[Dataset rows on where objects appear]
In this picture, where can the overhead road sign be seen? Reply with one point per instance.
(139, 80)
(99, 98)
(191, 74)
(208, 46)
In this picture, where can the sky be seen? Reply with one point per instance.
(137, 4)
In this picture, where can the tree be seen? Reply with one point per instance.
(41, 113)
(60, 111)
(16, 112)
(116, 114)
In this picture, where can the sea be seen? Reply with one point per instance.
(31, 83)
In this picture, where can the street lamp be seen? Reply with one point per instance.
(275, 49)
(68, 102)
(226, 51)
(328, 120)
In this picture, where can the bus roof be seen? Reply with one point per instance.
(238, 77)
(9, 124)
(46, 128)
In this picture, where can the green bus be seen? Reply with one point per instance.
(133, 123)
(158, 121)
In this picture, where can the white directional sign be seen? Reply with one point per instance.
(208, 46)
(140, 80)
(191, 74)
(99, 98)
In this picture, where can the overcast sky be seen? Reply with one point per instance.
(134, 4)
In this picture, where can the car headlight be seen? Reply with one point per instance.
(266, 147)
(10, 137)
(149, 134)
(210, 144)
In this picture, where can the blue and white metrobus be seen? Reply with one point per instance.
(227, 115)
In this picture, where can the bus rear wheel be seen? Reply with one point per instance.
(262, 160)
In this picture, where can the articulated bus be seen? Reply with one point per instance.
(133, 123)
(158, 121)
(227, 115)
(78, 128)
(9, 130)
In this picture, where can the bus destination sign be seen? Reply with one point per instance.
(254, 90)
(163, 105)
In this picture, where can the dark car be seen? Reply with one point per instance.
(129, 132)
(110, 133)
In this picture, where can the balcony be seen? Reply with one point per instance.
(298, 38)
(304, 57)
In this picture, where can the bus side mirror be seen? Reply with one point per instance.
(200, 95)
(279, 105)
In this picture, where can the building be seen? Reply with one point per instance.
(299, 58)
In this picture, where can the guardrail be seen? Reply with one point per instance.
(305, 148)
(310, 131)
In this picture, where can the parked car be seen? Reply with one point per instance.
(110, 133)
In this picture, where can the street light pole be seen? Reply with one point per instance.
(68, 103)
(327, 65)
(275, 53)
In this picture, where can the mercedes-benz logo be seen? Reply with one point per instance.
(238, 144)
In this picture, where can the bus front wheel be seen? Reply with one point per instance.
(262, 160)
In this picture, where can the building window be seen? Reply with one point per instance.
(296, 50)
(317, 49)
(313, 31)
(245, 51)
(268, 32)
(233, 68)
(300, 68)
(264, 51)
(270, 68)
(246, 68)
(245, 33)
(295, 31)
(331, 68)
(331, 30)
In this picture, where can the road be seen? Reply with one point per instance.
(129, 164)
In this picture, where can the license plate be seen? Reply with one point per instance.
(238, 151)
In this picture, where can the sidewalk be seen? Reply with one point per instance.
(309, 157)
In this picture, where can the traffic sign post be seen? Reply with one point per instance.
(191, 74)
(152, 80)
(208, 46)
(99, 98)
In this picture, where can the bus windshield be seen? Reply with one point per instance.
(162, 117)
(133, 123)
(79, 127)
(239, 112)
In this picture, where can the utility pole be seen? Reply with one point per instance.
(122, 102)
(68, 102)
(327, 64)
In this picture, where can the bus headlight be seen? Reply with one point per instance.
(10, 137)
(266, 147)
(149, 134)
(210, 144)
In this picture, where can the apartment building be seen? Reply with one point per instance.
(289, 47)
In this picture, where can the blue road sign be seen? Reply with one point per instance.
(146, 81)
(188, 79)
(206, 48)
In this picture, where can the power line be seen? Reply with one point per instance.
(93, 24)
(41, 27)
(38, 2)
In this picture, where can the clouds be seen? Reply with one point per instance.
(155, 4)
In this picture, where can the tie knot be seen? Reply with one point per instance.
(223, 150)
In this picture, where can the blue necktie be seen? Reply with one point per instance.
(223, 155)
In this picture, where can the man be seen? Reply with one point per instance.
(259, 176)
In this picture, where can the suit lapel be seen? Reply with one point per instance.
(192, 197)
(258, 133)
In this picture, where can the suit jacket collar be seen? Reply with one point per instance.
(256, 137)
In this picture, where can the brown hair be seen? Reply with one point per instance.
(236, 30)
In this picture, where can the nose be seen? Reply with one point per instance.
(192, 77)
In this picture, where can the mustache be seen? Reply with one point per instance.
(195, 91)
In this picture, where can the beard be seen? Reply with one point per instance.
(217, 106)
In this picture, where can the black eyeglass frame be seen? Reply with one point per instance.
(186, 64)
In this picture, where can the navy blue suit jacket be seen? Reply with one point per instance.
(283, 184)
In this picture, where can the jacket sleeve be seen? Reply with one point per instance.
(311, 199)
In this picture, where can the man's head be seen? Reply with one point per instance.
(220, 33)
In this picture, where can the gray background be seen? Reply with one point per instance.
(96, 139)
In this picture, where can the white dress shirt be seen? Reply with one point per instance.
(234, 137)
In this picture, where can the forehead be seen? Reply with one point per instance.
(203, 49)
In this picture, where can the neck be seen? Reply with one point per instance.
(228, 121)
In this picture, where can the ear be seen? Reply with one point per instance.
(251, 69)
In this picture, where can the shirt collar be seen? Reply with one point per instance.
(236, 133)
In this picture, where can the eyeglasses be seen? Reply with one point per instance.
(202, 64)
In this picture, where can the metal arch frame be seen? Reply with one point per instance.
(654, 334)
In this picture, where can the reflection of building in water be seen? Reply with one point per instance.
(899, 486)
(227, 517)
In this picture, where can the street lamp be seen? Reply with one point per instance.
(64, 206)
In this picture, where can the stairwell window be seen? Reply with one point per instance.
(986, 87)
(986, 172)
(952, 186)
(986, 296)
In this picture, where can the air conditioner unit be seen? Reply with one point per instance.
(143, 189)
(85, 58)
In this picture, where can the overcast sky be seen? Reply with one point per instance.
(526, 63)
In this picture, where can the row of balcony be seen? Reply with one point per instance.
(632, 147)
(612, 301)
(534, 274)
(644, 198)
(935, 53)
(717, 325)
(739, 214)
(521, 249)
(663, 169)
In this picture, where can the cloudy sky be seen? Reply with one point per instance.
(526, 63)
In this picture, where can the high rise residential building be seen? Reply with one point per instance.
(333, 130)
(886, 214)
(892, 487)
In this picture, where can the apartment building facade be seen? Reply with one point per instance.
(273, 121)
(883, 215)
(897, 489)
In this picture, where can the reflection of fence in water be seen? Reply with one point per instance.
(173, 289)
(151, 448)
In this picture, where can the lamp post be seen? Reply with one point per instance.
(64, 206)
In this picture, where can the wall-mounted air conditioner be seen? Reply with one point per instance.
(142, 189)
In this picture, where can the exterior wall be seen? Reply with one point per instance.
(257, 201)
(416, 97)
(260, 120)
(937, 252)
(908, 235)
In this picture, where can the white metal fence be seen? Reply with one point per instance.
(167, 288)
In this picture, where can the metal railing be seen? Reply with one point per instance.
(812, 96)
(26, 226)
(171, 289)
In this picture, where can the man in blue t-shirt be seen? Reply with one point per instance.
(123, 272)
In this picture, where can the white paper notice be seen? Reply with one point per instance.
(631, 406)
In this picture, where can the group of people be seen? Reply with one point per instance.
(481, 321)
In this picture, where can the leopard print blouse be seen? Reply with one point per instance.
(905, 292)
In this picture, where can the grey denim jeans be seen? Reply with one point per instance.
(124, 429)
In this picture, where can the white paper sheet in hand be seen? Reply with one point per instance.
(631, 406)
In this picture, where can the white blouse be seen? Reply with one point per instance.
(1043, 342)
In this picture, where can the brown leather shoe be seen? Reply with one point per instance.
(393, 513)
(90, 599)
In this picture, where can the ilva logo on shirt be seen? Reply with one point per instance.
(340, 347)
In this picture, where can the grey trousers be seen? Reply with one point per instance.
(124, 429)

> _SHORT TASK_: Lay out all of the items above as a two-column CSV with the columns request and answer, one row per item. Put each field in double quotes, and replace any line breaks inside a field with spaces.

> _TASK SOLUTION_:
request,answer
"In this picture, where can the overhead road sign be seen? Reply with one point per instance.","(139, 80) (99, 98) (191, 74) (208, 46)"
"In this picture, where can the sky be seen? Reply with one point per instance.","(137, 4)"
"In this picture, where can the tree be seen? Reply with one point per instance.","(41, 113) (60, 111) (16, 112) (116, 114)"
"In this picture, where can the sea be seen? Reply with one point per instance.","(31, 83)"
"In this picture, where can the street lamp be seen? Reply with one point per instance.","(275, 49) (68, 102) (226, 51) (328, 120)"
"In this picture, where can the bus roof be seen? Reply with one point per instance.","(238, 77) (9, 124) (46, 128)"
"In this picture, where can the green bus be seen? Reply with one point per instance.","(133, 123) (158, 121)"
"In this picture, where can the white directional sign be seen? Reply with one point per instance.","(208, 46) (140, 80) (191, 74) (99, 98)"
"In this picture, where can the overcast sky be seen? Reply with one point per instance.","(134, 4)"
"In this picture, where can the car headlight be seen? Reply with one point per instance.","(266, 147) (10, 137) (149, 134) (210, 144)"
"In this picture, where can the blue and white metrobus be seen? Reply with one point per instance.","(227, 115)"
"In this picture, where can the bus rear wheel be seen? Reply with one point per instance.","(262, 160)"
"In this picture, where can the articulated bus be seen? Reply with one point per instance.","(133, 123) (158, 121) (227, 115) (78, 128) (9, 130)"
"In this picture, where can the bus destination sign be seen? Reply with one point per instance.","(254, 90) (163, 105)"
"In this picture, where can the dark car be seen? Reply with one point per instance.","(129, 132) (110, 133)"
"In this picture, where can the balcony be seen? Reply with one point per instance.","(298, 38) (304, 57)"
"In this picture, where can the bus side mirror be seen? Reply with one point per instance.","(200, 95) (279, 105)"
"In this picture, where can the building be seen? Reply with one point per instance.","(299, 58)"
"In this picture, where can the guardrail be seen? Reply with one point per instance.","(305, 148) (310, 131)"
"In this picture, where can the parked car be seen? Reply with one point per instance.","(110, 133)"
"In this picture, where can the street light pole be seen? Reply with one point per instance.","(68, 103) (327, 65) (275, 53)"
"In this picture, where can the mercedes-benz logo be seen? Reply with one point per instance.","(238, 144)"
"In this picture, where can the bus front wheel be seen? Reply with one point per instance.","(262, 160)"
"In this picture, where can the building window be seen? Reply with one point per instance.","(296, 50) (317, 49) (313, 31) (245, 51) (268, 32) (233, 68) (300, 68) (264, 51) (270, 68) (246, 68) (245, 33) (295, 31) (331, 68) (331, 30)"
"In this picture, where can the road be seen? Reply with one point per instance.","(129, 164)"
"In this picture, where can the license plate be seen? Reply with one point per instance.","(238, 151)"
"In this picture, where can the sidewalk be seen? Reply with one point per instance.","(309, 157)"
"In this picture, where can the traffic sign post be seen? Reply with one point per instance.","(191, 74) (152, 80) (208, 46) (99, 98)"
"In this picture, where can the bus windshield be seen? Reply with one point per instance.","(162, 117) (133, 123) (79, 127) (239, 112)"
"In this picture, where can the utility pole be seen? Reply with one point per instance.","(122, 102) (68, 102) (327, 64)"
"In this picture, where can the bus headlight be seen? Reply with one point per instance.","(10, 137) (266, 147) (149, 134) (210, 144)"
"In this picture, where can the apartment building be seen? Reply with one point per instance.","(289, 47)"
"In this picture, where can the blue road sign be seen? Reply with one point per instance.","(146, 81) (188, 79) (206, 48)"
"In this picture, where can the power line be seen? Reply with one point per instance.","(93, 24) (41, 27) (38, 2)"
"In this picture, where can the clouds be seen? Reply with one point per instance.","(155, 4)"
"In this picture, where can the tie knot be seen? Reply with one point per instance.","(223, 150)"
"In this picture, where can the blue necktie be seen? Reply with one point per instance.","(223, 155)"
"In this picture, where can the man be seen? Reply with one point per instance.","(259, 176)"
"In this picture, where can the suit lapel be seen? Reply with one point per instance.","(192, 197) (258, 133)"
"In this picture, where can the suit jacket collar be seen? Reply with one point per instance.","(256, 137)"
"In this picture, where can the brown hair be seen? Reply with one point per instance.","(236, 30)"
"In this picture, where can the nose be seen? Reply with one point per instance.","(192, 77)"
"In this picture, where can the mustache be seen? Reply with one point per instance.","(195, 91)"
"In this picture, where can the beard be seen? Reply with one point per instance.","(217, 106)"
"In this picture, where can the black eyeglass frame be seen? Reply with one point per instance.","(186, 64)"
"In this picture, where can the navy blue suit jacket be seen? Reply with one point per instance.","(283, 184)"
"In this picture, where can the jacket sleeve be seen? Reply with one point per instance.","(311, 199)"
"In this picture, where can the man's head be seen? Reply with one point per instance.","(220, 33)"
"In this picture, where can the gray background be seen? Reply with one point per instance.","(96, 139)"
"In this picture, where can the white dress shirt be seen? Reply with one point per instance.","(234, 137)"
"In this picture, where can the forehead be seen? Reply with one point per instance.","(203, 49)"
"In this picture, where can the neck be seen? Reply with one point per instance.","(228, 121)"
"In this picture, where can the ear be seen? Reply with one point per instance.","(251, 69)"
"In this picture, where can the shirt collar be seen? Reply with one point per instance.","(236, 133)"
"In this picture, where can the eyeglasses be seen? Reply with one point per instance.","(202, 64)"
"In this picture, where can the metal arch frame be seen? Reply with one point per instance.","(654, 334)"
"In this picture, where can the reflection of building in water be seen? Reply with one point per instance.","(899, 486) (227, 517)"
"In this picture, where can the street lamp be seen? Reply with one point per instance.","(64, 206)"
"In this picture, where can the stairwell window be seen? Reply with one point per instance.","(986, 87) (986, 172) (952, 186) (986, 296)"
"In this picture, where can the air conditioner unit be seen? Reply with one point per instance.","(143, 189) (85, 58)"
"In this picture, where can the overcast sky be seen? Reply with one point per instance.","(526, 63)"
"In this picture, where can the row of balcony be seen? Reply with one point per instance.","(632, 147) (612, 301) (534, 274) (644, 198) (935, 53) (717, 325) (739, 214) (521, 249) (663, 169)"
"In this picture, where can the cloudy sky be seen? Reply with one point per instance.","(526, 63)"
"In this picture, where can the high rise residential building be seen? Reply with one point per instance.","(333, 130) (886, 214) (892, 487)"
"In this picture, where can the apartment building facade be seen? Reply with one point per instance.","(273, 121) (883, 215) (897, 489)"
"In this picture, where can the reflection of fence in water be seen? Reply with one point per instance.","(173, 289) (151, 448)"
"In this picture, where can the lamp post be seen? Reply with one point per instance.","(64, 206)"
"In this picture, where can the wall-mounted air conditioner be seen? Reply with one point per instance.","(142, 189)"
"In this picture, where can the exterior wall be seen? Reply with one point per instance.","(257, 201) (416, 97) (260, 120) (937, 252) (908, 235)"
"In this picture, where can the white metal fence be seen? Reply with one point per instance.","(167, 288)"
"In this picture, where can the metal railing be seen? Reply with one point per instance.","(812, 96) (26, 226) (171, 289)"
"In this picture, where can the man in blue t-shirt be seen? Reply with one point per instance.","(123, 272)"
"In this picture, where can the white paper notice be seen? Reply with one point per instance.","(631, 406)"
"In this picture, where can the group of people be seen? Reply with one point per instance.","(481, 321)"
"In this picture, where can the leopard print blouse be seen? Reply with one point per instance.","(905, 292)"
"In this picture, where can the grey denim jeans be seen? Reply with one point per instance.","(124, 429)"
"In this picture, where can the white paper sheet in hand be seen? Reply with one point per instance.","(631, 406)"
"In this picture, where can the white blouse be seen? Reply with one point per instance.","(1043, 342)"
"In this picture, where can the brown leather shoe be seen? Reply with one point per instance.","(393, 513) (90, 599)"
"In this picture, where can the ilva logo on shirt be seen? Reply with one point per instance.","(340, 347)"
"In this picture, where can the grey trousers be seen? Reply with one point per instance.","(124, 429)"